[start of Data provided]

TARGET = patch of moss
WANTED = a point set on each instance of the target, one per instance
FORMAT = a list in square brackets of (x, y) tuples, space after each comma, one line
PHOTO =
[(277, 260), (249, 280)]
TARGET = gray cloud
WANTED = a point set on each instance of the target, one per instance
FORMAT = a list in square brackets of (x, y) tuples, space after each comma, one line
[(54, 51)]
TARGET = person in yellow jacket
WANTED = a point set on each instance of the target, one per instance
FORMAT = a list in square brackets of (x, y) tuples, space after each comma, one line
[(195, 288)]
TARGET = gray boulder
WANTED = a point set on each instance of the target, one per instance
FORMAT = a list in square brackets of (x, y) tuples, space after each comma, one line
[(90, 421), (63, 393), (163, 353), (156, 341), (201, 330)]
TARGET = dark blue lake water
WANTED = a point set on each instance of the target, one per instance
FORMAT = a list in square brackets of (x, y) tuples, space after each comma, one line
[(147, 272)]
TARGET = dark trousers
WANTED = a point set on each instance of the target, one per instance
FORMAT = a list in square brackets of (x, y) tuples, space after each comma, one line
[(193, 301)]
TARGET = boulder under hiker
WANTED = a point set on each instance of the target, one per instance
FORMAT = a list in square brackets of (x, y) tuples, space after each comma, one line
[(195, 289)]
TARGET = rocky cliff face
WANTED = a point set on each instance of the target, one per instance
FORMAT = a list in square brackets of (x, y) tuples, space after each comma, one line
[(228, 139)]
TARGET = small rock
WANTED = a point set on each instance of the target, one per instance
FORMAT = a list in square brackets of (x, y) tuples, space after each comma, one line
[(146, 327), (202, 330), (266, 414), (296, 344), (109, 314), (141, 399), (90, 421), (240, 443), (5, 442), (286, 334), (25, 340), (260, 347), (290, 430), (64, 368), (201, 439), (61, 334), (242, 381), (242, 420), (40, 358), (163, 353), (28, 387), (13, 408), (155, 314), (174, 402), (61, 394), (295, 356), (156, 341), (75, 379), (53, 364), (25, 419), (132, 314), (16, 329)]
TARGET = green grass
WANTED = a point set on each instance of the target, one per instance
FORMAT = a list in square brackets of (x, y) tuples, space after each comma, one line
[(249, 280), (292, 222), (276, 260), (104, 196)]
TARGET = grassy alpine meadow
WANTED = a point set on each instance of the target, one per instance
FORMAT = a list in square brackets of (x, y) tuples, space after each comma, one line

[end of Data provided]

### What you need to do
Copy out all the items above again, swapping "one per instance" for "one for each instance" and changing nothing else.

### Solved exercise
TARGET = patch of moss
WANTED = a point set on each instance of the target, one for each instance
FORMAT = a list in square brackets of (x, y) tuples, space after each comma, one line
PHOTO =
[(277, 260), (249, 280)]
TARGET = gray cloud
WANTED = a point set on each instance of the target, one for each instance
FORMAT = a list in square brackets of (x, y) tuples, space after each comma, one line
[(54, 51)]
TARGET = person in yellow jacket
WANTED = a point set on each instance of the target, one for each instance
FORMAT = a list in square brackets of (x, y) tuples, space after each comma, one line
[(195, 288)]
TARGET = gray boulder
WANTED = a point set on each instance of the target, one for each instance
FORMAT = a list in square brackets of (x, y) tuples, space after each comma, one line
[(90, 421), (63, 393), (163, 353), (156, 341), (201, 330)]
TARGET = dark blue lake water
WANTED = a point set on each instance of the target, one for each instance
FORMAT = a list in square brackets of (x, y) tuples, space after each comma, one line
[(147, 272)]
TARGET = dark trousers
WANTED = a point set on each instance of the target, one for each instance
FORMAT = a list in square brackets of (x, y) tuples, space after each comma, one line
[(193, 301)]
TARGET = boulder under hiker
WANTED = a point set on each instance of the target, one for each instance
FORMAT = a list in square brackets of (x, y) tuples, space after each comma, one line
[(195, 289)]
TARGET = rocky cliff face
WANTED = a point set on each instance of the target, one for each instance
FORMAT = a list in square brackets of (x, y) tuples, space after each comma, one line
[(228, 139)]
TARGET = small rock
WANTED = a point set on each instance of the target, one for each instance
FORMAT = a list in square brackets of (x, y) tuples, space after each comma, one line
[(146, 327), (202, 330), (266, 414), (296, 344), (109, 314), (141, 399), (90, 421), (240, 443), (5, 442), (286, 334), (25, 340), (260, 347), (290, 430), (64, 368), (201, 439), (61, 334), (242, 381), (242, 420), (40, 358), (163, 353), (28, 387), (13, 408), (155, 314), (174, 402), (61, 394), (295, 356), (156, 341), (75, 379), (53, 364), (25, 419), (132, 314), (16, 329)]
TARGET = green grass
WANTED = a point set on each instance of the target, one for each instance
FORMAT = a list in square brackets of (x, y) tuples, space after each comma, one line
[(249, 280), (292, 222), (276, 260), (104, 196)]
TARGET = grassy alpine meadow
WANTED = a point set on each instance of the target, one for each instance
FORMAT = a list in square brackets of (x, y) tuples, space after each comma, one line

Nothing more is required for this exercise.